The input →
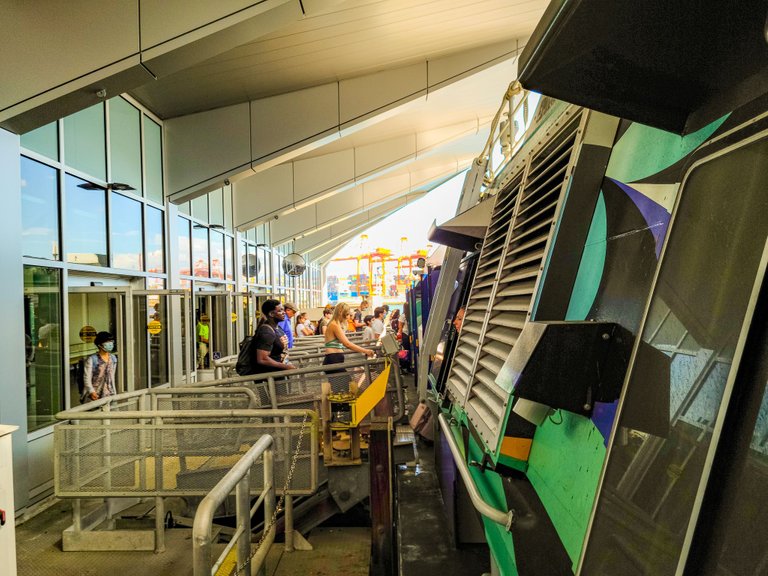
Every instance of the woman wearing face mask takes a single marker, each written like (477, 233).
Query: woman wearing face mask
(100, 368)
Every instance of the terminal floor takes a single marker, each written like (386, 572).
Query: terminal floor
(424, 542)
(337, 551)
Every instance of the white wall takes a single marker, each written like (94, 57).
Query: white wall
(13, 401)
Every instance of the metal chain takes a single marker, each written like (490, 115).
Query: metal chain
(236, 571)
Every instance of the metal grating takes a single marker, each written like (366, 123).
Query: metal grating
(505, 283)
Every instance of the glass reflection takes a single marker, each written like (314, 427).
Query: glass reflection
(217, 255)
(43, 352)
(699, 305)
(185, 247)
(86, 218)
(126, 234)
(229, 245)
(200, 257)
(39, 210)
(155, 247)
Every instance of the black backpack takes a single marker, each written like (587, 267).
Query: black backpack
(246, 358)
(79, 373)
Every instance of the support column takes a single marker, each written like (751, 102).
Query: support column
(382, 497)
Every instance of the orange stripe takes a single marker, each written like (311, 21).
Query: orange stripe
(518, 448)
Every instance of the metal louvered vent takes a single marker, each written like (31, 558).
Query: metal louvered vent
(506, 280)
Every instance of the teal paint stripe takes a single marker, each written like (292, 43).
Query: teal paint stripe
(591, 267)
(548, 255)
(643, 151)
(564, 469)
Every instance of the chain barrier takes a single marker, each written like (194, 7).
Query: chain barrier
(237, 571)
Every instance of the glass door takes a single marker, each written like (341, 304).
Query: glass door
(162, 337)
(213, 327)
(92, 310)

--

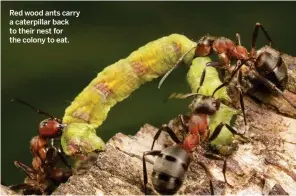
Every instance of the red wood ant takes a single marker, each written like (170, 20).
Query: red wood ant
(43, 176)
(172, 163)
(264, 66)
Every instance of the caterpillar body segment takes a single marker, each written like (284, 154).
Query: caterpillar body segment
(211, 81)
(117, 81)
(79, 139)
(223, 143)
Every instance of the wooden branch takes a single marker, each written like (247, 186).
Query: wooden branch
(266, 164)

--

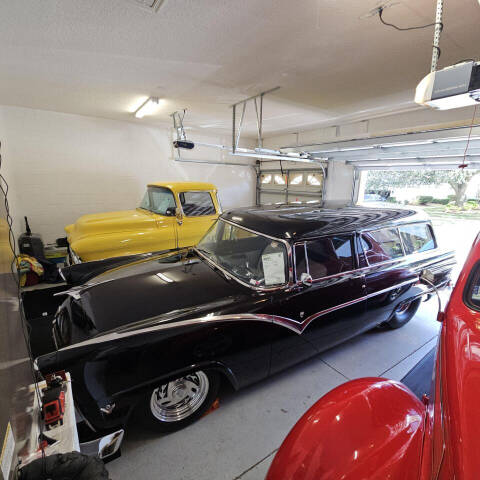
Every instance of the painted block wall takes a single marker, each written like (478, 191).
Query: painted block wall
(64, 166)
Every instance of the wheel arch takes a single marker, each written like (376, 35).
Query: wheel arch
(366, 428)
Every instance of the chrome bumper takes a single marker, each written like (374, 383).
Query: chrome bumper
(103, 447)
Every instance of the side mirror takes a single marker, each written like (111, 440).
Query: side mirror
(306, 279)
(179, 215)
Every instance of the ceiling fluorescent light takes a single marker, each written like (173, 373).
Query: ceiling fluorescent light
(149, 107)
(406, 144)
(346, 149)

What is being asked →
Extract every line of the records that contains the string "bumper".

Written solution →
Every instance of the chrome bumper takes a single marker, each written like (374, 383).
Query: chrome bumper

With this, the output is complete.